GOAL: Take the entries below and print all of them exactly, please.

(Source data)
------------------------------------------------

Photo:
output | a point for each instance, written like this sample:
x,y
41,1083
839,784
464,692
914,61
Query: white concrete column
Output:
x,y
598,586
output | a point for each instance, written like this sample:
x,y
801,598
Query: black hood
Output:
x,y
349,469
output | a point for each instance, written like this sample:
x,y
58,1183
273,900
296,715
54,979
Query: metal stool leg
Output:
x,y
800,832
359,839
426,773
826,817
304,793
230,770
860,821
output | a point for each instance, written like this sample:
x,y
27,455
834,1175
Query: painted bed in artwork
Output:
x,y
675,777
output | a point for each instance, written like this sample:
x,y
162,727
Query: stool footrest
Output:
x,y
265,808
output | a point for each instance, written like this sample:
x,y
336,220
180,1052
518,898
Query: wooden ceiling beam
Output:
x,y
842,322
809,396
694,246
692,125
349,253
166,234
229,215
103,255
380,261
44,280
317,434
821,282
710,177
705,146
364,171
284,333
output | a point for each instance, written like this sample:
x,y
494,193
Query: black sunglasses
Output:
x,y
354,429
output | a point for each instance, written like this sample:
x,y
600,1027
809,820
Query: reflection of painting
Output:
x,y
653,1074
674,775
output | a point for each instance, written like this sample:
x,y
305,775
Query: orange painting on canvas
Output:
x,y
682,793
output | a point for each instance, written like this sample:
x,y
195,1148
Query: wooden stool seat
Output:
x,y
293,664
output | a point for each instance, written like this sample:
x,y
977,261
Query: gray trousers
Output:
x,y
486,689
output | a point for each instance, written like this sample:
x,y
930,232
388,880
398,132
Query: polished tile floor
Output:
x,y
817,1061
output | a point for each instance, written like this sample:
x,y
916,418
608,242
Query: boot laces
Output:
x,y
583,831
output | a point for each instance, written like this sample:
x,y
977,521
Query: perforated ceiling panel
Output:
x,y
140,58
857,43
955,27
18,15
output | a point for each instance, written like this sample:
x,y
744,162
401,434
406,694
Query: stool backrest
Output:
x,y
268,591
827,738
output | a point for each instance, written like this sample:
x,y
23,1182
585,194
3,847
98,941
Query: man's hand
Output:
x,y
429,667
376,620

------------------------------------------------

REPLY TO THE TASK:
Photo:
output | a point for each instance, written like this sample:
x,y
41,1083
839,784
464,692
914,61
Query: white concrete column
Output:
x,y
598,586
output | a point for each instance, written like this sample:
x,y
801,598
Query: black hood
Output:
x,y
349,469
output | a point for each instance, written like this sample:
x,y
58,1183
273,900
296,715
54,979
Query: metal stool leg
Output:
x,y
800,832
359,839
426,773
826,817
304,793
230,770
860,821
output | a point for each instance, written like this sample:
x,y
27,455
834,1175
Query: painted bed in artwork
Output:
x,y
675,777
output | a point for each instance, written like this sample:
x,y
162,727
Query: stool footrest
Output:
x,y
265,808
output | a point for each instance, written like this sample:
x,y
336,220
180,1052
518,898
Query: wooden ceiling beam
Output:
x,y
842,322
809,396
694,246
692,125
349,253
166,234
229,215
103,255
380,261
44,280
317,434
821,282
710,177
705,146
364,171
284,333
output | a point for each instance, written like this sample:
x,y
494,193
Query: black sunglasses
Output:
x,y
354,429
output | a point for each instance, written like this sample:
x,y
600,1027
809,820
Query: reflection of painting
Output:
x,y
653,1074
674,775
output | a point for each instance, written like this sample:
x,y
305,775
Query: orange painting on canvas
Output:
x,y
682,793
output | a point for each instance, written like this sample:
x,y
195,1148
Query: wooden stool seat
Output:
x,y
293,664
output | a point for each instance, written like this sample:
x,y
977,261
Query: gray trousers
Output:
x,y
486,689
output | a point for each instance, written like this sample:
x,y
930,232
388,880
398,132
Query: polished tile floor
Output:
x,y
817,1061
output | a point for each instance, written like this sample:
x,y
916,418
608,242
Query: boot laces
Output:
x,y
583,831
output | a point for each instance, written like this sample:
x,y
977,521
Query: perforated ceiling panel
Output:
x,y
140,58
857,43
955,27
18,15
output | a point for each instance, written like this sample:
x,y
744,162
401,434
406,694
Query: stool backrest
Output:
x,y
268,591
827,738
output | a point for each instance, written like this sample:
x,y
23,1182
585,194
3,847
98,941
Query: man's hand
Output:
x,y
429,667
376,620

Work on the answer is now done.